─── Exercise materials

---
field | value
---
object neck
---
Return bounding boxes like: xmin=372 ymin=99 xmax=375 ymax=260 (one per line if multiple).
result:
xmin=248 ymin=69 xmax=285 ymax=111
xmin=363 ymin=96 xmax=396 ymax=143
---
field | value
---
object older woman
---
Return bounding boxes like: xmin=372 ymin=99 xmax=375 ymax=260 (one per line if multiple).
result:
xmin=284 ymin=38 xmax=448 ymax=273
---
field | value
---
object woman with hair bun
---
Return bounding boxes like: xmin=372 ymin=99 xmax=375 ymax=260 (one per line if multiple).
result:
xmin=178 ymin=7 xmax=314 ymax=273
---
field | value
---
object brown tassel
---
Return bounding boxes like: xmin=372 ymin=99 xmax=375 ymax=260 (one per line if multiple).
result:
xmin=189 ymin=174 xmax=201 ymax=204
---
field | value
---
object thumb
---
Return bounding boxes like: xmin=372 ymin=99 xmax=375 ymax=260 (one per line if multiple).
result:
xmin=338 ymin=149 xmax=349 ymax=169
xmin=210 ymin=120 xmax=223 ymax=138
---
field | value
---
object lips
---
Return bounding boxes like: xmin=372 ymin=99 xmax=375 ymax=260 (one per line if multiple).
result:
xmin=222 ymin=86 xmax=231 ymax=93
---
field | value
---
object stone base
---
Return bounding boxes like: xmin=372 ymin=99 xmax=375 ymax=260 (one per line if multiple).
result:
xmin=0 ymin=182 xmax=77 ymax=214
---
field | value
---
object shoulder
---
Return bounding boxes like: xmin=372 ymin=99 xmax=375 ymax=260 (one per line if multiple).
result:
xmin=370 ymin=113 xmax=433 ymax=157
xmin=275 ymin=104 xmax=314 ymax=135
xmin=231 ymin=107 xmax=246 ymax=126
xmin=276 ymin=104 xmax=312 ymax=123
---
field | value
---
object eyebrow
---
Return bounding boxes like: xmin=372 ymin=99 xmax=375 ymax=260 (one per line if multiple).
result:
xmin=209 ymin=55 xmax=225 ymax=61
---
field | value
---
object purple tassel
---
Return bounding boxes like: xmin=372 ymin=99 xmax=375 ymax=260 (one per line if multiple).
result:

──────

--- What the task requires ---
Update the listing above by replacing every "object" with "label", keeping all other text unchanged.

--- Task result ---
---
field | value
---
label neck
---
Return bounding boxes like: xmin=372 ymin=99 xmax=375 ymax=260 (one per line if multiple).
result:
xmin=248 ymin=69 xmax=285 ymax=111
xmin=363 ymin=96 xmax=396 ymax=143
---
field | value
---
label older woman
---
Return bounding boxes like: xmin=372 ymin=99 xmax=375 ymax=260 (one per line if multiple).
result:
xmin=284 ymin=38 xmax=448 ymax=273
---
field | value
---
label woman with hair bun
---
Return bounding boxes like: xmin=372 ymin=99 xmax=375 ymax=260 (one per line if multiple).
result:
xmin=178 ymin=7 xmax=314 ymax=273
---
field | value
---
label brown tassel
---
Return bounding boxes like: xmin=372 ymin=99 xmax=375 ymax=260 (one per line if multiple).
result:
xmin=189 ymin=174 xmax=201 ymax=204
---
field | value
---
label thumb
---
Return bounding boxes like: xmin=372 ymin=99 xmax=375 ymax=260 (one per line if multiple).
result:
xmin=338 ymin=149 xmax=349 ymax=169
xmin=210 ymin=120 xmax=223 ymax=138
---
field | value
---
label lips
---
Return bounding boxes like: xmin=372 ymin=99 xmax=375 ymax=260 (one per line if multiple).
result:
xmin=222 ymin=86 xmax=231 ymax=93
---
field | value
---
label stone base
---
Return bounding boxes like: xmin=372 ymin=99 xmax=375 ymax=260 (one per line if multiple).
result:
xmin=0 ymin=182 xmax=77 ymax=214
---
field | value
---
label shoulder
---
Return bounding boxes like: xmin=372 ymin=99 xmax=375 ymax=260 (one per line if multiple).
result:
xmin=370 ymin=113 xmax=433 ymax=157
xmin=275 ymin=104 xmax=314 ymax=135
xmin=231 ymin=107 xmax=246 ymax=126
xmin=276 ymin=104 xmax=312 ymax=123
---
field | value
---
label eyebrow
---
Return bounding boxes like: xmin=372 ymin=99 xmax=375 ymax=260 (one per line if multiple).
result:
xmin=209 ymin=55 xmax=225 ymax=61
---
field | value
---
label purple tassel
---
Return bounding boxes like: xmin=372 ymin=99 xmax=375 ymax=260 (one per line if multiple).
result:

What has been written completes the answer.